Recast the records below as a JSON list of strings, one string per line with blank lines dropped, covering only the lines from the one containing "If you could mark the shredded" up to and including the one containing "Target: shredded pink pickled cabbage".

════════

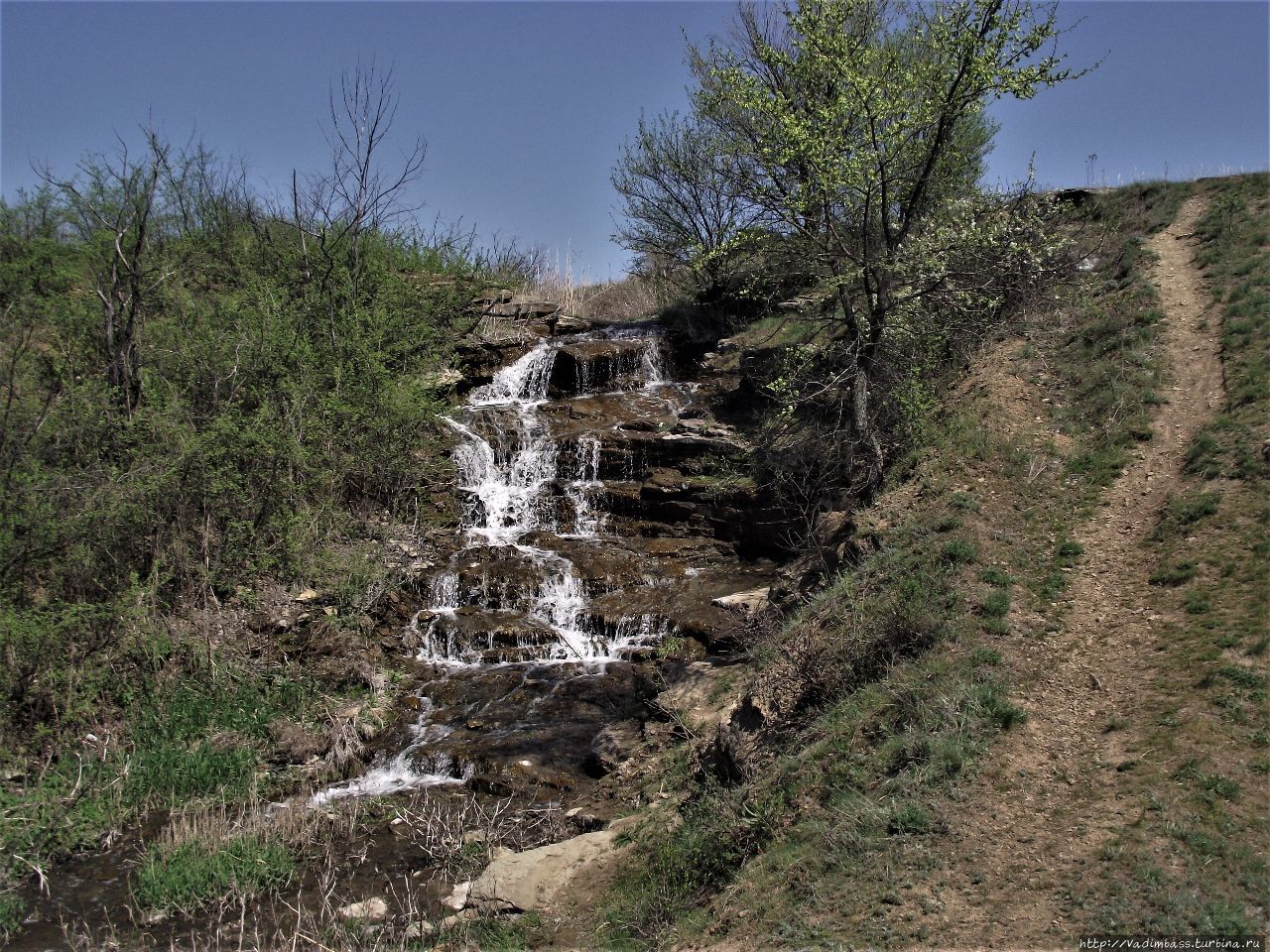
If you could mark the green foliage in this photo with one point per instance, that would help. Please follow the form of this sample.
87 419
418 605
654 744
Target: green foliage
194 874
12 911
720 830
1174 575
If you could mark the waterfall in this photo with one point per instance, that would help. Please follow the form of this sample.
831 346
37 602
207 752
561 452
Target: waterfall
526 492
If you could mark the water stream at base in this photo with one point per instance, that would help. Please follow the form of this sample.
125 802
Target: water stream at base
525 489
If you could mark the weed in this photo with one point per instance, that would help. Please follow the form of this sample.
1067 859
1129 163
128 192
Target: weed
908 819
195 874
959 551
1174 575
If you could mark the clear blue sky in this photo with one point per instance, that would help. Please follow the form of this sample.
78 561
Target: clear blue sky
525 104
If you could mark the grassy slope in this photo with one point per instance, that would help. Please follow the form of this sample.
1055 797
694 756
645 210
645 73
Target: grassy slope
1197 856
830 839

════════

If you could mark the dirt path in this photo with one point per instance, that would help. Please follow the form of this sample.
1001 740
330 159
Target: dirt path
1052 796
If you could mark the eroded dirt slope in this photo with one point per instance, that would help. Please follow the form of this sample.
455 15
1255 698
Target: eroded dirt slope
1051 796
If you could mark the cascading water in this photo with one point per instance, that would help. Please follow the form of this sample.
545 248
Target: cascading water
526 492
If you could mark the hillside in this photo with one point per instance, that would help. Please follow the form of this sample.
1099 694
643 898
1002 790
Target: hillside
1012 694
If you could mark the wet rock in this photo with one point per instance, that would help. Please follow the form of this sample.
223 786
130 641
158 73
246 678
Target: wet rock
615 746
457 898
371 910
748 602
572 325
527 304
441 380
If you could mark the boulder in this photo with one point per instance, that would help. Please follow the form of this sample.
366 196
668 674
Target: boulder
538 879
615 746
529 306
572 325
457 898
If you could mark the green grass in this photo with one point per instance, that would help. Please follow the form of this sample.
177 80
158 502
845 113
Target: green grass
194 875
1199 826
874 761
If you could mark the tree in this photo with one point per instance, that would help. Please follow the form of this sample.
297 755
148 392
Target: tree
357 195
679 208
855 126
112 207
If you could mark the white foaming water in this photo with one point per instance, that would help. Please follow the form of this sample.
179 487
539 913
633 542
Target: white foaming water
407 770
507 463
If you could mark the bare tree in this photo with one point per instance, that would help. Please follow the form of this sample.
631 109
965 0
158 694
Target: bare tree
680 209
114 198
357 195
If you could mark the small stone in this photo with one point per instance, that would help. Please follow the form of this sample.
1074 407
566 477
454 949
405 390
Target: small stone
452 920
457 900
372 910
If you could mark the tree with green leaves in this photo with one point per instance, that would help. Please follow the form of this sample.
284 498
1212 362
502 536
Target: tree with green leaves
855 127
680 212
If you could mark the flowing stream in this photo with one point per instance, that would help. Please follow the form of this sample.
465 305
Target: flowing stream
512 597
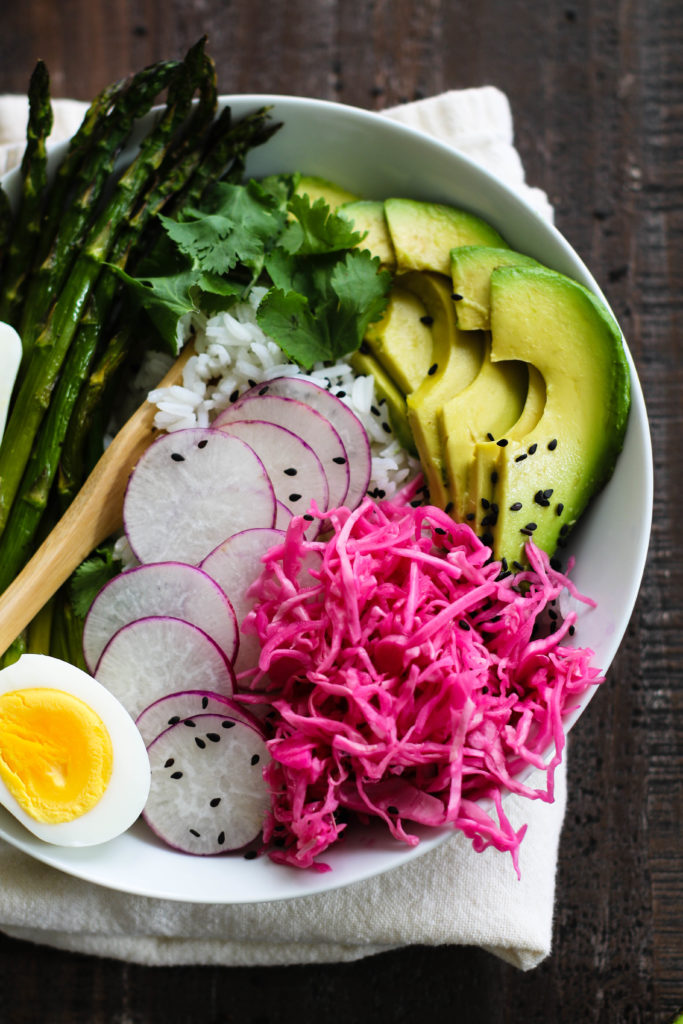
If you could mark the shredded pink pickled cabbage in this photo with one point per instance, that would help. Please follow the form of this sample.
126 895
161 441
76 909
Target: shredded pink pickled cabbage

════════

# SOLVED EXERCISE
[
  "If you could mark the shredded pink pickled cabbage in this photo with one point per instance, that would help. Please follow the form of this sample.",
  "126 895",
  "161 441",
  "76 909",
  "Target: shredded pink pickled cabbage"
]